(Provided records Opens)

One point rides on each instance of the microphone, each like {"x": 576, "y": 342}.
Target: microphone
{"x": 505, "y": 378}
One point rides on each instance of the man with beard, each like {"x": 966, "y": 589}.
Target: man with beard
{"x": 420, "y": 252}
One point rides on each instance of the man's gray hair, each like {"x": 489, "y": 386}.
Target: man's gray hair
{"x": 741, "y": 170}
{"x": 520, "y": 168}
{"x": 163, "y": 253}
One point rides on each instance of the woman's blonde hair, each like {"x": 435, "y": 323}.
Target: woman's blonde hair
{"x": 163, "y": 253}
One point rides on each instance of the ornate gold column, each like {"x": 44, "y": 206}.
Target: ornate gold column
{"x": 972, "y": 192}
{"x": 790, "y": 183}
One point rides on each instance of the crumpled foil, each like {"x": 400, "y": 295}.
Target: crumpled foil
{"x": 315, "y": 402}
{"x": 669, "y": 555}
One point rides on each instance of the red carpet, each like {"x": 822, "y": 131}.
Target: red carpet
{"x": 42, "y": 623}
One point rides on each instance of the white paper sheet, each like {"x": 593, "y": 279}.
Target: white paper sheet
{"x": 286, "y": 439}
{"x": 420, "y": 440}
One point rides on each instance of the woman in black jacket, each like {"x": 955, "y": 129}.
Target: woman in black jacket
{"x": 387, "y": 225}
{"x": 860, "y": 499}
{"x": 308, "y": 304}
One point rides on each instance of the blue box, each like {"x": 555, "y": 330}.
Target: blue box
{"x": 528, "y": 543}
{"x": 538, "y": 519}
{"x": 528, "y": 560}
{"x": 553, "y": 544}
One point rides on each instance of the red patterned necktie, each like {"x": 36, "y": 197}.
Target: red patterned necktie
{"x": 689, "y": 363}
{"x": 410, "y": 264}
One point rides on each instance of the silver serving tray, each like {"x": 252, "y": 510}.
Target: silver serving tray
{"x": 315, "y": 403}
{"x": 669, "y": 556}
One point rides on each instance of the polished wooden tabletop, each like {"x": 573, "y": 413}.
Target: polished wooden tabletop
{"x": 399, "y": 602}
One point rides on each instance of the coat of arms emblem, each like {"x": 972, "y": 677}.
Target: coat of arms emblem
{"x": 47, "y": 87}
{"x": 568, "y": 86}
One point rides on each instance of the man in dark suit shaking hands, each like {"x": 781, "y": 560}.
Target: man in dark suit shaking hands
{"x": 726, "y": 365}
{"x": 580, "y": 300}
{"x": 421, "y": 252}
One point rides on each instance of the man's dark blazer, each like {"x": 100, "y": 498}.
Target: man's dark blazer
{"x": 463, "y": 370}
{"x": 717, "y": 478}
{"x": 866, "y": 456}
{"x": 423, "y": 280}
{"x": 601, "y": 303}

(Provided records Closes)

What you have to do
Using the entries above, give again exactly the lines from the line holding "Target: microphone" through the line holding "One point rides on each instance of the blue". Include both end lines and nothing else.

Answer to this task
Target: microphone
{"x": 505, "y": 378}
One point rides on each instance of the man with beard, each like {"x": 966, "y": 589}.
Target: man with beard
{"x": 420, "y": 252}
One point rides on each instance of the man's gray hair, each like {"x": 489, "y": 386}.
Target: man's gray hair
{"x": 741, "y": 170}
{"x": 520, "y": 168}
{"x": 163, "y": 253}
One point rides on each instance of the woman's blonde hair, each like {"x": 435, "y": 323}.
Target: woman's blonde hair
{"x": 163, "y": 253}
One point rides on each instance of the ornate gold column, each like {"x": 44, "y": 206}.
Target: ornate gold column
{"x": 972, "y": 192}
{"x": 790, "y": 183}
One point rides on each instance of the crumpled foil, each like {"x": 400, "y": 295}.
Target: crumpled foil
{"x": 315, "y": 402}
{"x": 669, "y": 555}
One point rides on each instance of the red carpet, each like {"x": 822, "y": 131}.
Target: red carpet
{"x": 42, "y": 623}
One point rides on each instance of the white paper sheet, each like {"x": 593, "y": 279}.
Target: white paper sheet
{"x": 286, "y": 439}
{"x": 420, "y": 440}
One point rides on each instance of the woman in black jacket, each like {"x": 955, "y": 129}.
Target: woman in black jacket
{"x": 387, "y": 225}
{"x": 860, "y": 499}
{"x": 308, "y": 304}
One point rides on each instance of the blue box, each like {"x": 555, "y": 330}.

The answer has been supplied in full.